Perpetual Autumn

//Perpetual Autumn

Perpetual Autumn

<Smiley face

So, where were we? Oh yeah, Chicago, being perused by the Secret Service.

I had chores to do after that – the emptying of sewer tanks, the repair of various battery accessories in the Traipsemobile, the drinking of even more beer. There were friends to see in Indiana and Ohio, a weird October blizzard to avoid in western Pennsylvania, and Massachusetts, return-visit promises to be kept in Boston and New York.

The weeks flew by, not so much in a blur, but as if I were in an alternate time-space continuum, a Traipsathon bubble separate from the rest of the world. I’d found a way to live in a perpetual autumn, a universe where the leaves were always at the peak of their colors, where the temperatures were always in the 60’s or maybe the 70’s, where nothing heavier than a sweater was ever required. It was never too hot and never too cold. And I’d been in this world since July , as I made my way north from Seattle through the Yukon and on to Alaska. And it stayed with me through August and September and October and into November, as I slowly wandered south and east, a step ahead of winter everywhere I went.

☆ ☆ ☆ ☆

## WHAT YOU HAVE TO DO
Carry on the road-trip account "Perpetual Autumn" from its final sentence, keeping the same first-person voice.

(Records from a data source)
☆ ☆ ☆ ☆

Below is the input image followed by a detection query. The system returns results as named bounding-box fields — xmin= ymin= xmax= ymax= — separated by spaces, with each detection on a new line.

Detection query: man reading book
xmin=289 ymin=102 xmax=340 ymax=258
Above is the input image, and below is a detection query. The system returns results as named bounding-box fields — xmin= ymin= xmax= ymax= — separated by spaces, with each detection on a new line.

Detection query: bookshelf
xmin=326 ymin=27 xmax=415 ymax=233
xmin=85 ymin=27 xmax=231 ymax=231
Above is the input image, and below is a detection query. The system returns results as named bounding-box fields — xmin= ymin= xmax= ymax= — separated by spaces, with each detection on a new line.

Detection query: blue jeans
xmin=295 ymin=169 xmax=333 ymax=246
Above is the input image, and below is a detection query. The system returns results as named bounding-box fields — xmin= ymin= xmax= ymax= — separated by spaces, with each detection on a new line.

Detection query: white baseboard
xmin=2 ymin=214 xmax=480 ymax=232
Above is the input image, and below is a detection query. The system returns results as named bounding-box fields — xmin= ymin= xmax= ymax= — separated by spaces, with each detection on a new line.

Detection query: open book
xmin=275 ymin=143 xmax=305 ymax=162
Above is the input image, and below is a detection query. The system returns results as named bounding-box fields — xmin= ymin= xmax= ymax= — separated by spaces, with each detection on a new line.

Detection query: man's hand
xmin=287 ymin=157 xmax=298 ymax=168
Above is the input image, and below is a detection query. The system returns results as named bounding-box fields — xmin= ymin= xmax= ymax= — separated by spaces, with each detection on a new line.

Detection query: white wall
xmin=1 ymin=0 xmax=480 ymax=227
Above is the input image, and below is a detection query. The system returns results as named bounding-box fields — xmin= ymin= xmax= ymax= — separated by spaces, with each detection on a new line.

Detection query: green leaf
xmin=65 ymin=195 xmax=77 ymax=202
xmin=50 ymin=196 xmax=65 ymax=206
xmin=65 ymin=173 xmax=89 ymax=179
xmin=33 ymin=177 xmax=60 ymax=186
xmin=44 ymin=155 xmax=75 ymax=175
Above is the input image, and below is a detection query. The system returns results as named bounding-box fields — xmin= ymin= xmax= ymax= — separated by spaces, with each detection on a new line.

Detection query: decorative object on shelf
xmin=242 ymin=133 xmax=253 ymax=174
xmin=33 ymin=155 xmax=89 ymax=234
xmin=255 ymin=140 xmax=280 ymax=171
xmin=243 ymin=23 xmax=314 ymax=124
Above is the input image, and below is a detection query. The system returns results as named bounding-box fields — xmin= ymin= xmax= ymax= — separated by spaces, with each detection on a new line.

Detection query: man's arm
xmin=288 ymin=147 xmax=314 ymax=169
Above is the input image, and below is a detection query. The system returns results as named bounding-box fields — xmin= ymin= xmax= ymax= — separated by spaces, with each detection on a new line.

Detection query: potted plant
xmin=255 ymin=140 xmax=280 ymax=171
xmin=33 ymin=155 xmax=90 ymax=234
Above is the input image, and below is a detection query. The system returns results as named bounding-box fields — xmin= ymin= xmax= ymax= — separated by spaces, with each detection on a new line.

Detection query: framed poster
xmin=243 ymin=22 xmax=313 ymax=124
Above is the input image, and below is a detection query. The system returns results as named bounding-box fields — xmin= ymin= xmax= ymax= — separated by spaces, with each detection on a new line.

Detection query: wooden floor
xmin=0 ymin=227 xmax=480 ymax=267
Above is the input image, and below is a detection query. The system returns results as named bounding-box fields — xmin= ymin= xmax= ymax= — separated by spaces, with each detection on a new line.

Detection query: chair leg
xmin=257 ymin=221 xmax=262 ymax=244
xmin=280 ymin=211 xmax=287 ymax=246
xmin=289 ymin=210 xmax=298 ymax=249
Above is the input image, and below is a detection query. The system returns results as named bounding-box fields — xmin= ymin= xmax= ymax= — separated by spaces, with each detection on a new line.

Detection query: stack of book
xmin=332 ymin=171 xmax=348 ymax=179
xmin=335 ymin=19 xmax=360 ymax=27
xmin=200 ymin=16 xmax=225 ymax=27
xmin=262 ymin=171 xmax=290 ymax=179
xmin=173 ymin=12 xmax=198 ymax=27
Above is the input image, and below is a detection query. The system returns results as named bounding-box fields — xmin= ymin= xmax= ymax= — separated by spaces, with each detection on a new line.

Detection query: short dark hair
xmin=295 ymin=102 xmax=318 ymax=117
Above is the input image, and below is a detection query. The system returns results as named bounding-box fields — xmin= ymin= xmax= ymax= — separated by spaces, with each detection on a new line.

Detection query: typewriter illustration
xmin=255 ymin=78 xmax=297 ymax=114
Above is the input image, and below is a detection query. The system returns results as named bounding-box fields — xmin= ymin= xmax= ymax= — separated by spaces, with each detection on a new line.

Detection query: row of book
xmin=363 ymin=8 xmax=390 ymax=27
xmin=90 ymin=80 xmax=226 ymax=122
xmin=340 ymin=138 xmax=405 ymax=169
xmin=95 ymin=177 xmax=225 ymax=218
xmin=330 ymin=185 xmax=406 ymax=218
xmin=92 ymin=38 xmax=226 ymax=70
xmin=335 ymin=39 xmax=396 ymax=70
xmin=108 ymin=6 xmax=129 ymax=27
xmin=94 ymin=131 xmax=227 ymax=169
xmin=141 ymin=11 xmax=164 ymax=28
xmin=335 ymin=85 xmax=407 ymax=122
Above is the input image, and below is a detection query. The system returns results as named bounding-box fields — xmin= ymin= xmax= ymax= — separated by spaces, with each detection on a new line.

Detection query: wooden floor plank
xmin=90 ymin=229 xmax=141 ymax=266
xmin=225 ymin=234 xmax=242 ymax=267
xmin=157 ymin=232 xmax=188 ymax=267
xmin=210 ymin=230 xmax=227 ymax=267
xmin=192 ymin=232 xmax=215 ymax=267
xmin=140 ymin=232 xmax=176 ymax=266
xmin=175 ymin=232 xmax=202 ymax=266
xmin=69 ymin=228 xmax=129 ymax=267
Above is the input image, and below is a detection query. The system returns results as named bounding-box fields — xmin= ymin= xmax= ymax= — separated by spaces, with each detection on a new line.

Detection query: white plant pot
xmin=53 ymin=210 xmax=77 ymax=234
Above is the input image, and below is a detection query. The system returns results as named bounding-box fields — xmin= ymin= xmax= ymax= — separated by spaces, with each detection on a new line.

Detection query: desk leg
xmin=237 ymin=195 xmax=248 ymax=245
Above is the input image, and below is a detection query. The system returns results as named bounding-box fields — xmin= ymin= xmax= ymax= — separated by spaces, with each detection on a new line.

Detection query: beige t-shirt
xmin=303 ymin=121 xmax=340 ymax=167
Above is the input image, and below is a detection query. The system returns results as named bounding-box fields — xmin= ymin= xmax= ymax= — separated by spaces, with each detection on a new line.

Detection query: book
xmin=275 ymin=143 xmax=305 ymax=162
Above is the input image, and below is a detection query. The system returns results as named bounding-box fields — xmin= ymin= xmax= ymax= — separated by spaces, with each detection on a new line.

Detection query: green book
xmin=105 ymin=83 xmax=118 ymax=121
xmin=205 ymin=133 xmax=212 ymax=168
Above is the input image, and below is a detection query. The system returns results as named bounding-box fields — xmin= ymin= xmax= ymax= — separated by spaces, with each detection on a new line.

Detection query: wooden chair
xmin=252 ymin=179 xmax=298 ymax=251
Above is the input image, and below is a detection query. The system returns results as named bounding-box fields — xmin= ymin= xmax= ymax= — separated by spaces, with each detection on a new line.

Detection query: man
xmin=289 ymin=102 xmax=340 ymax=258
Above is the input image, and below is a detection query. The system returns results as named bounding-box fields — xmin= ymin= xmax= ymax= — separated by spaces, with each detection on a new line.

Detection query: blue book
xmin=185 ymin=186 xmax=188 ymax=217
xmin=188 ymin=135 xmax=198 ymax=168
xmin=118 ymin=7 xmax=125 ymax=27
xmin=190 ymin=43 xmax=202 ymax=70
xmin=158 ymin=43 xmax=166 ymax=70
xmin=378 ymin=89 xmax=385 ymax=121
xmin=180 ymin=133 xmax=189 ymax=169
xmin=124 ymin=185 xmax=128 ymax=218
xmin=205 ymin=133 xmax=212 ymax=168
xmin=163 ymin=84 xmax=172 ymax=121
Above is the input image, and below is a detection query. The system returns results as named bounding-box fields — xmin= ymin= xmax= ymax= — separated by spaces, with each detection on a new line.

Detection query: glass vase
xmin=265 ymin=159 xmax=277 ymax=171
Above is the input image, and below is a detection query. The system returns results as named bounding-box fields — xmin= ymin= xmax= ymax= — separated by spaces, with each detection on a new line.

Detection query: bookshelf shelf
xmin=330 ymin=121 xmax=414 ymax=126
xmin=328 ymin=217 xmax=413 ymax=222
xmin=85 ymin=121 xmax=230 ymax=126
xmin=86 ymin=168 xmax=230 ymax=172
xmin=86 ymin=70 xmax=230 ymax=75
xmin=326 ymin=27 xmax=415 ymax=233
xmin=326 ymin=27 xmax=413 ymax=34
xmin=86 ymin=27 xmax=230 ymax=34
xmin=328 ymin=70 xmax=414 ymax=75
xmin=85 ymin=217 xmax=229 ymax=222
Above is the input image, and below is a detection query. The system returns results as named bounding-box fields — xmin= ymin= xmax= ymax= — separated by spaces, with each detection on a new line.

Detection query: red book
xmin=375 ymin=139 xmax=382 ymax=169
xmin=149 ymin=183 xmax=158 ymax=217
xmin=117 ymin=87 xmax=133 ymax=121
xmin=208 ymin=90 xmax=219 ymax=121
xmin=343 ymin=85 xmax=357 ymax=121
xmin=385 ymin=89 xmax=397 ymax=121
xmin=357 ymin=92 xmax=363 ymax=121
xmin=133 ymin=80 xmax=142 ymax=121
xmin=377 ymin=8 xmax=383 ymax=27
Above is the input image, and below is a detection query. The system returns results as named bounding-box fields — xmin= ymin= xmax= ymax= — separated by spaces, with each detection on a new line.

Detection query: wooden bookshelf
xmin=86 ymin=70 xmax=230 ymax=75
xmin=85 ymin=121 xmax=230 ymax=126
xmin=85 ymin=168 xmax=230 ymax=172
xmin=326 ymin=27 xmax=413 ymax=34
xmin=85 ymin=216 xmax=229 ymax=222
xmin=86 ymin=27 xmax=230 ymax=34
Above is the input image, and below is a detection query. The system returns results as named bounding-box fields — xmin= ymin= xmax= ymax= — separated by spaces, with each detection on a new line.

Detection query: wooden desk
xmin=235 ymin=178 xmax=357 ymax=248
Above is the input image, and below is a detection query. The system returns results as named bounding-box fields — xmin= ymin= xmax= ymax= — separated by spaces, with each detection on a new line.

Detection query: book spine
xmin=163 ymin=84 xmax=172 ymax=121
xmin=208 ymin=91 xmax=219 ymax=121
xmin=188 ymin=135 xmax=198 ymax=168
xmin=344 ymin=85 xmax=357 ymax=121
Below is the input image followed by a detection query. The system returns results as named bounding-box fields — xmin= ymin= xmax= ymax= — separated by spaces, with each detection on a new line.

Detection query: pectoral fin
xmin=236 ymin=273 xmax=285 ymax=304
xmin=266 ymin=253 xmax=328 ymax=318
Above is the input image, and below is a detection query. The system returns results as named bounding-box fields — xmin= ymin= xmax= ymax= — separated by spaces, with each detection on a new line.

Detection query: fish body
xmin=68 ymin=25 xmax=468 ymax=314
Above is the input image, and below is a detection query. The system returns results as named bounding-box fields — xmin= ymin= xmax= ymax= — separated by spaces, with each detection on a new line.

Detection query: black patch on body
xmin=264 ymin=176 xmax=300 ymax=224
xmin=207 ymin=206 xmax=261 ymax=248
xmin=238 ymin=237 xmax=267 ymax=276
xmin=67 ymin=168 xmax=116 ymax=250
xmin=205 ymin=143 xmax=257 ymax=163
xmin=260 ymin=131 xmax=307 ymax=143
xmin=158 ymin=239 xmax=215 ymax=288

☆ ☆ ☆ ☆

## WRITTEN ANSWER
It has completely screwed up my perception of time, this constant movement from one fall day to the next. Because I wake up in the same bed every morning, surrounded by all the same stuff, there’s a “Groundhog Day” sense to my life, and not in a bad way. But it compresses time and distance. Edmonton feels like it was yesterday. So does Minneapolis. And Chicago. And Cincinnati. The grass was green, the trees were full of color, the beer was delicious. Whenever anyone mentions a place, my immediate response is always, “I was just there!.” Except, when I think about it, it’s actually been months since I was Canada, almost a year since I’ve been in Texas. When was I in Colorado? Or Arizona? Wasn’t I just in L.A.? No, my friends all tell me, you’ve been gone a lot longer than you think.

Part of this, clearly, can be explained by the fact that I’ve been drunk a great deal of the time. I never really had routines when I lived in one place. But I do when I’m on the road. I find the local coffee shop. I find the local Anytime Fitness. I find the local pub. There’s a rhythm to my life that it’s never had before. And – on those rare occasions when I stay in a motel or someone else’s home – I can feel the disruption of my routine. When I don’t wake up in the parking lot of some strange bar in some strange town, I feel disoriented. It’s a glitch in the Matrix. The bubble is momentarily gone.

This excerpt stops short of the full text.